→ **REQUIRED WORK**:
Your whole reply should be the lines from the one that contains "Can you find the hand on" through the last line of the listing, copied exactly.

###

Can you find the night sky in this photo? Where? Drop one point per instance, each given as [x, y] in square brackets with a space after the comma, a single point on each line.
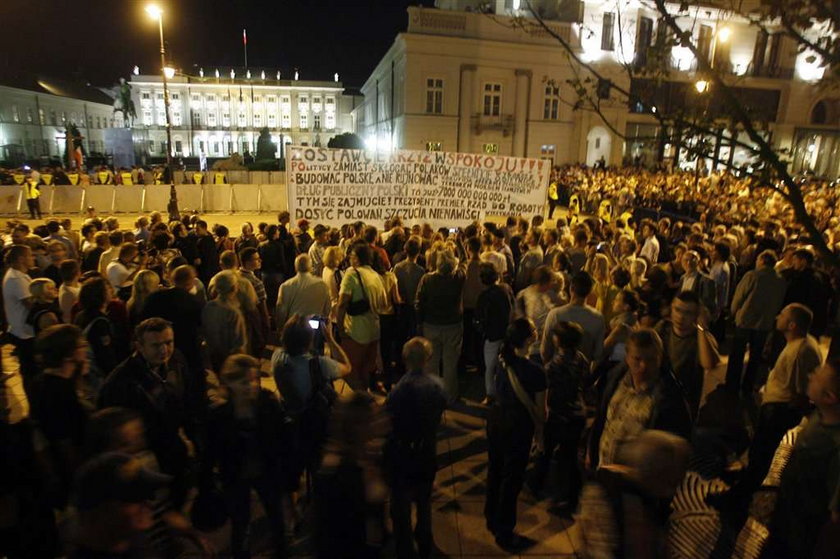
[101, 40]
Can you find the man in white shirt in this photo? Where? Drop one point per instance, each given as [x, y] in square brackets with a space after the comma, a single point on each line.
[650, 250]
[577, 311]
[305, 294]
[120, 273]
[16, 302]
[317, 249]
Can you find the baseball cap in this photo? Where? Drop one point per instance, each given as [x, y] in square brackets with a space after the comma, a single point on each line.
[115, 476]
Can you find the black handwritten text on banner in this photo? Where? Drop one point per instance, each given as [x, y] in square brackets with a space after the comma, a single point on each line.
[336, 186]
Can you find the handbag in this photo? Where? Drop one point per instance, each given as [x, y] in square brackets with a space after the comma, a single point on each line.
[355, 308]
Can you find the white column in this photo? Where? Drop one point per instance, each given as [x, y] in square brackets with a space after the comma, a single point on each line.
[465, 107]
[520, 112]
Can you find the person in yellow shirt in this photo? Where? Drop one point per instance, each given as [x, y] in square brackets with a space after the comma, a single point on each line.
[32, 189]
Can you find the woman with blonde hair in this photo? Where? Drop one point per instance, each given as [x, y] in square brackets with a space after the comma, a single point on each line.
[44, 311]
[332, 276]
[145, 283]
[638, 271]
[223, 324]
[604, 291]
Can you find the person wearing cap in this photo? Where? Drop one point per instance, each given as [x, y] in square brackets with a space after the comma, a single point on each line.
[317, 249]
[246, 440]
[112, 495]
[303, 239]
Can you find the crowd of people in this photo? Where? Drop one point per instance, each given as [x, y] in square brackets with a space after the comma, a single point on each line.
[141, 351]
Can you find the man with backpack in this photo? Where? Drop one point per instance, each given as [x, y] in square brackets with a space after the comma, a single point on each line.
[416, 404]
[304, 380]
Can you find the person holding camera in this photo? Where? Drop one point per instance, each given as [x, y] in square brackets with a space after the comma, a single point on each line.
[361, 296]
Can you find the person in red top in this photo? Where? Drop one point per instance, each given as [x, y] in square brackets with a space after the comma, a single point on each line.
[371, 235]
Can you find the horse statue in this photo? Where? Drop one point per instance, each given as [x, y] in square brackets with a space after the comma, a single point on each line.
[124, 104]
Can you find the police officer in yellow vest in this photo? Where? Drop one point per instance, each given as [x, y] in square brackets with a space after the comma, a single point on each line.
[32, 189]
[553, 198]
[104, 176]
[126, 178]
[605, 211]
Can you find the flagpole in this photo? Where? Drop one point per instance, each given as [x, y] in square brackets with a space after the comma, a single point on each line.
[245, 46]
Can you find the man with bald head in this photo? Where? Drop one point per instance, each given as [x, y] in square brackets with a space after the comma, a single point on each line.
[305, 294]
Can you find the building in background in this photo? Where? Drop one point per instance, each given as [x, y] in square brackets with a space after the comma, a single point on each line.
[222, 112]
[34, 113]
[485, 76]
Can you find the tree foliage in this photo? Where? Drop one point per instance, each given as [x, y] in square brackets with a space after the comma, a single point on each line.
[700, 118]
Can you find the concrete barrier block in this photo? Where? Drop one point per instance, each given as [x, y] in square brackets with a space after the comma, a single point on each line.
[128, 199]
[274, 198]
[100, 197]
[245, 198]
[217, 198]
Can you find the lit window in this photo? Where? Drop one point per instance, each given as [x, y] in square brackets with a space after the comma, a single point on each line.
[551, 109]
[607, 32]
[492, 99]
[434, 96]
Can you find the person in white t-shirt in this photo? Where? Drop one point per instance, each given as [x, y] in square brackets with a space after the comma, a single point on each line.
[120, 273]
[16, 302]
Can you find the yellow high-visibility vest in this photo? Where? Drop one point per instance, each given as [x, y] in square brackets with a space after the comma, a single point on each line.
[605, 210]
[32, 190]
[574, 204]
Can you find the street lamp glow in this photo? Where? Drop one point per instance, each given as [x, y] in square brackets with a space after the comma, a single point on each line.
[154, 11]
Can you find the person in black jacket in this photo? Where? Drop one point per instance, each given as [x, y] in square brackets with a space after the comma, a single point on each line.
[273, 255]
[515, 420]
[152, 382]
[246, 441]
[492, 313]
[640, 394]
[208, 258]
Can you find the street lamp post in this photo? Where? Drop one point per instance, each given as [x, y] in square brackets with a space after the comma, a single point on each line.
[157, 13]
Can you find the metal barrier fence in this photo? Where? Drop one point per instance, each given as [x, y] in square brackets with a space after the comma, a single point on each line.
[206, 198]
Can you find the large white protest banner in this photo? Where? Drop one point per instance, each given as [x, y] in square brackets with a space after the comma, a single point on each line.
[336, 186]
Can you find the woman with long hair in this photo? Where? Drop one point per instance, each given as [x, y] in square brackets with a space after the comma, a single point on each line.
[44, 311]
[146, 282]
[349, 489]
[515, 420]
[223, 324]
[246, 442]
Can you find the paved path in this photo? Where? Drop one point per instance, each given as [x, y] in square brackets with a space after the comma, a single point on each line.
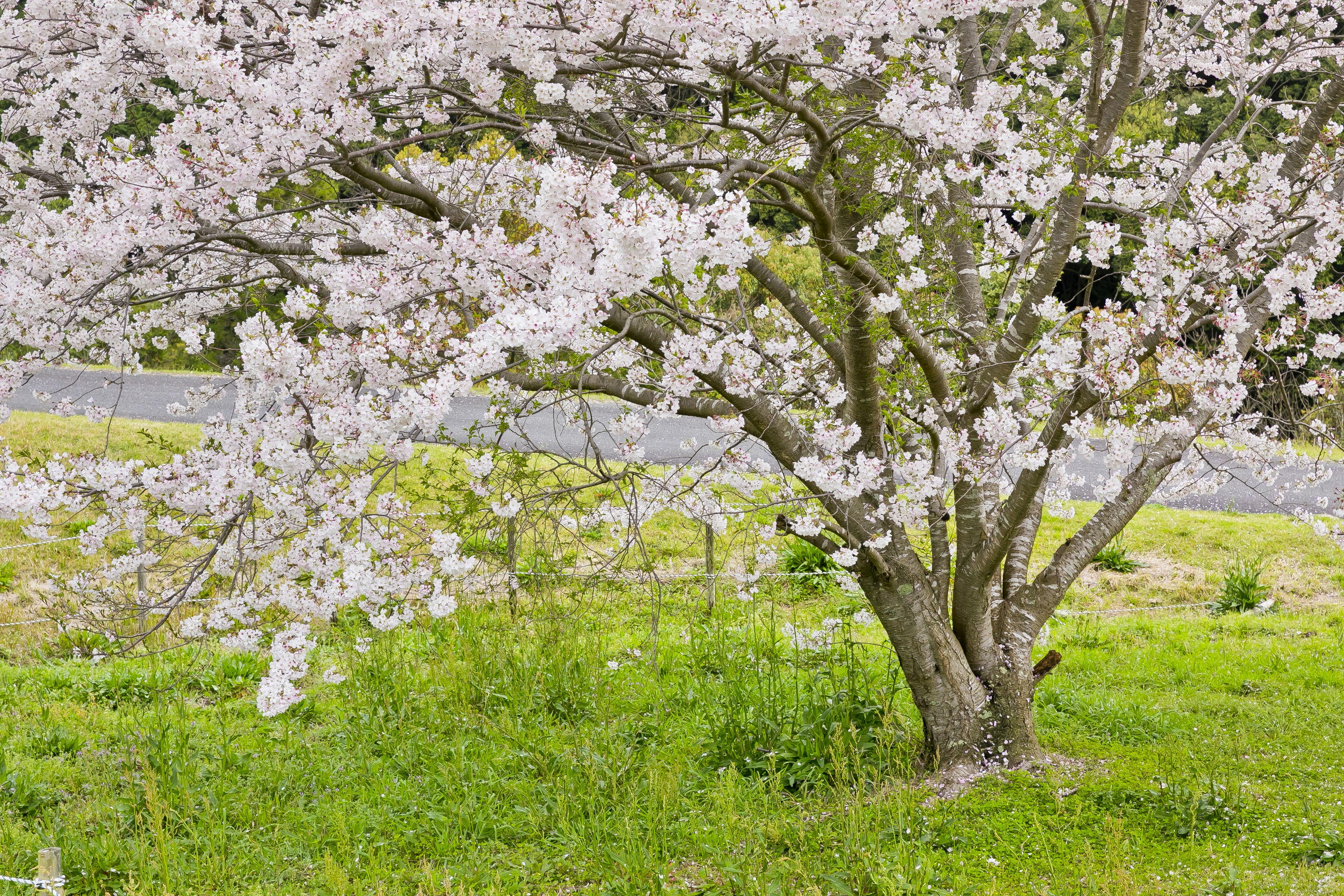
[148, 396]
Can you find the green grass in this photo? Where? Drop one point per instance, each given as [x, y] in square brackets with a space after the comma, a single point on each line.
[490, 755]
[547, 754]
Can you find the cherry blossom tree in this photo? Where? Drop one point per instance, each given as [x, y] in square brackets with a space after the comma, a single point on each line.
[394, 202]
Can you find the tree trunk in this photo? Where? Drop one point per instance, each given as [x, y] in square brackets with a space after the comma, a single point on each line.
[968, 724]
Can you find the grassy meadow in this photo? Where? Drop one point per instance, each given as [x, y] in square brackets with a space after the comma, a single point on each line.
[547, 753]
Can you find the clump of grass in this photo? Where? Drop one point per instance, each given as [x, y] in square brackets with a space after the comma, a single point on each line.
[811, 567]
[1320, 848]
[1242, 589]
[1116, 558]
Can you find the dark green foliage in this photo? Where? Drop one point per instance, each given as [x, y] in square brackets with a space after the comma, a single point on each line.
[1320, 848]
[21, 793]
[810, 566]
[1116, 558]
[808, 745]
[1178, 809]
[57, 742]
[1242, 589]
[835, 723]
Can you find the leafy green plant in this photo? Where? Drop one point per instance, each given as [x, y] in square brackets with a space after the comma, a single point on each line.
[808, 743]
[1242, 589]
[27, 798]
[1178, 808]
[808, 565]
[1115, 558]
[96, 866]
[83, 644]
[57, 742]
[1320, 848]
[1227, 884]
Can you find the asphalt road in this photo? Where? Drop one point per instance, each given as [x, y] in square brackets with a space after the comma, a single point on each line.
[148, 396]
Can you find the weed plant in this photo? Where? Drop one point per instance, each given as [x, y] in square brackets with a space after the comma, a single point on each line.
[811, 567]
[1116, 558]
[1242, 589]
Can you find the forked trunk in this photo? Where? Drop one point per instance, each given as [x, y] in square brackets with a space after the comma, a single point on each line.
[969, 723]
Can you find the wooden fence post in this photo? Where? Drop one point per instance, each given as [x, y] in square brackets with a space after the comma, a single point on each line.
[709, 567]
[49, 870]
[142, 588]
[512, 566]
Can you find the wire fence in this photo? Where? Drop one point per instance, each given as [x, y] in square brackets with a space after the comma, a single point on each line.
[515, 578]
[50, 876]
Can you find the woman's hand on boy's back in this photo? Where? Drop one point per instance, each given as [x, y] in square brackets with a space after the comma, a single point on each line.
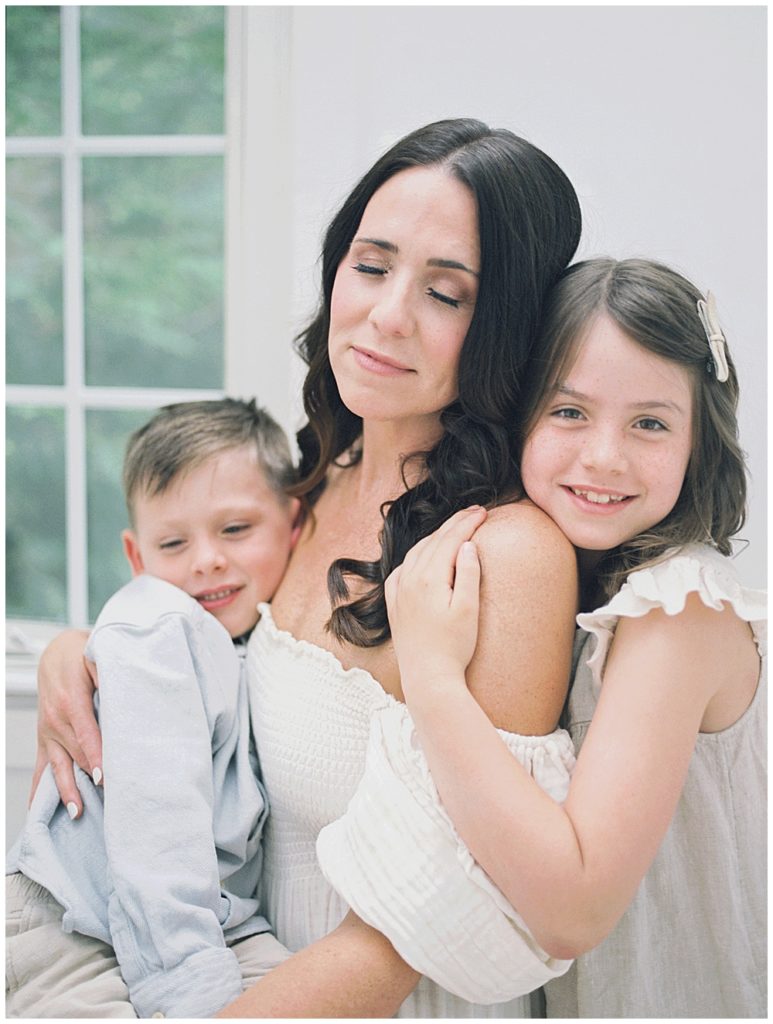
[433, 601]
[67, 725]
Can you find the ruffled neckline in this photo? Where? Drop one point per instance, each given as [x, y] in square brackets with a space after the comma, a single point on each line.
[320, 656]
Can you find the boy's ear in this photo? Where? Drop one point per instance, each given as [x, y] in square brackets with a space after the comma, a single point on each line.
[297, 517]
[131, 550]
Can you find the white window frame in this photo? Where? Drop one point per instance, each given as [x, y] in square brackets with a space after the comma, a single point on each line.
[257, 254]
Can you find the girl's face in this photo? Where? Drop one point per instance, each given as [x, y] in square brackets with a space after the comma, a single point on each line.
[607, 456]
[403, 297]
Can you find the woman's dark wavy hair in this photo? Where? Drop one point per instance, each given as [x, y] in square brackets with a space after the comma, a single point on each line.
[529, 224]
[657, 307]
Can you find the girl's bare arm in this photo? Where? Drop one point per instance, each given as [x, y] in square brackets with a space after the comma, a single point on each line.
[570, 869]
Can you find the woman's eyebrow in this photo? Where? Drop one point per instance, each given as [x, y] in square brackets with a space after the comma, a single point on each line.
[452, 264]
[390, 247]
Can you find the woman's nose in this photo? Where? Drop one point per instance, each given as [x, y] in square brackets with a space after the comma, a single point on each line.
[393, 314]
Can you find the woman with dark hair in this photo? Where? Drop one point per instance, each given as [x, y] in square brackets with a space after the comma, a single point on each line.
[434, 272]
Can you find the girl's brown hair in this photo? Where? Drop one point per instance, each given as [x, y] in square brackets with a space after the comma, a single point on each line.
[657, 308]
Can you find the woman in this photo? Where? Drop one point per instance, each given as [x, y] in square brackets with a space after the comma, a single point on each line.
[433, 276]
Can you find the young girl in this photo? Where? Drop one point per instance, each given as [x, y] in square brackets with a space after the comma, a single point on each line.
[652, 870]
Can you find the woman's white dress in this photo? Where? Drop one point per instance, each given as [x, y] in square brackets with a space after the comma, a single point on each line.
[327, 734]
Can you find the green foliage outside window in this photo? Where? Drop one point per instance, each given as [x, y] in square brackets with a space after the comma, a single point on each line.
[152, 244]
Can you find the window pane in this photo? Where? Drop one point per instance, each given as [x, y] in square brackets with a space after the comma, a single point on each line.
[32, 71]
[34, 326]
[154, 265]
[149, 71]
[106, 434]
[35, 530]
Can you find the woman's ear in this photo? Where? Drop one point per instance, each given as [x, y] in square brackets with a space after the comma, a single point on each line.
[296, 513]
[131, 550]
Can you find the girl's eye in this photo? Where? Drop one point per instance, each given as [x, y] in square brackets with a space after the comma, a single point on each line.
[650, 423]
[369, 268]
[456, 303]
[567, 414]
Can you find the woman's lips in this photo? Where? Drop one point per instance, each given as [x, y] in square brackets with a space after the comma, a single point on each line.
[377, 364]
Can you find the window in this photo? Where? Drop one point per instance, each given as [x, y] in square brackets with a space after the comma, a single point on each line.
[116, 286]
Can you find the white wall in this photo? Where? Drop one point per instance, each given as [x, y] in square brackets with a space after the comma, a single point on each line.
[656, 114]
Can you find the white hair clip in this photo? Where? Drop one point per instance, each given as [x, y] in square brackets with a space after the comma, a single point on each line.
[707, 313]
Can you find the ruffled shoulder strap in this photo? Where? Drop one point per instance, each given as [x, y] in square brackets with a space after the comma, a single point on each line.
[696, 568]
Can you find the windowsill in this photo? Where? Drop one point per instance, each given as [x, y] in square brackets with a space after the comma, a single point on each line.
[25, 642]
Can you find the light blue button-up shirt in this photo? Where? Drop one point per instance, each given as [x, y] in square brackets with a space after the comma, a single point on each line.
[165, 860]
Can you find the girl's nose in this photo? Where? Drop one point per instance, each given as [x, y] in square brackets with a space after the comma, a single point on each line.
[604, 451]
[392, 314]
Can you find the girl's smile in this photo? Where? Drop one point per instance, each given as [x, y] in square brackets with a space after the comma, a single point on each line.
[607, 456]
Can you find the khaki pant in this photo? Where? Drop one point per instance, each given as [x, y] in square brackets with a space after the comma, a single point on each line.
[51, 973]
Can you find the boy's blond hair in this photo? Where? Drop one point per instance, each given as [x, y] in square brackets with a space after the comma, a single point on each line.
[183, 435]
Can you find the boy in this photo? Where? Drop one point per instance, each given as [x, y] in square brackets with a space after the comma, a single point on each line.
[165, 863]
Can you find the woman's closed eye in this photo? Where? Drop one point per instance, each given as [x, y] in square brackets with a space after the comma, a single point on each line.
[370, 268]
[446, 299]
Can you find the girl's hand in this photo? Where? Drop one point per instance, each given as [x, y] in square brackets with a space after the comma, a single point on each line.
[433, 601]
[67, 725]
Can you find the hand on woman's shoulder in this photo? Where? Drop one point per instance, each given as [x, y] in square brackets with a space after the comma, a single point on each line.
[520, 672]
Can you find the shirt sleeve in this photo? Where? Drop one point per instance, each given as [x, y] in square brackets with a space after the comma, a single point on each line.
[164, 688]
[399, 863]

###

→ **TASK RESPONSE**:
Can you find the hand on woman's shoulder in this photo? Where? Drop one point per instance, each given as [x, y] in square brackets with a space after the comma, a single point on each line.
[520, 672]
Can you find the shirt sleeve in this photo? Where? Drop one point per instance, each given as [x, y] in square brackets with a space after the comma, a single point on each line.
[164, 688]
[399, 863]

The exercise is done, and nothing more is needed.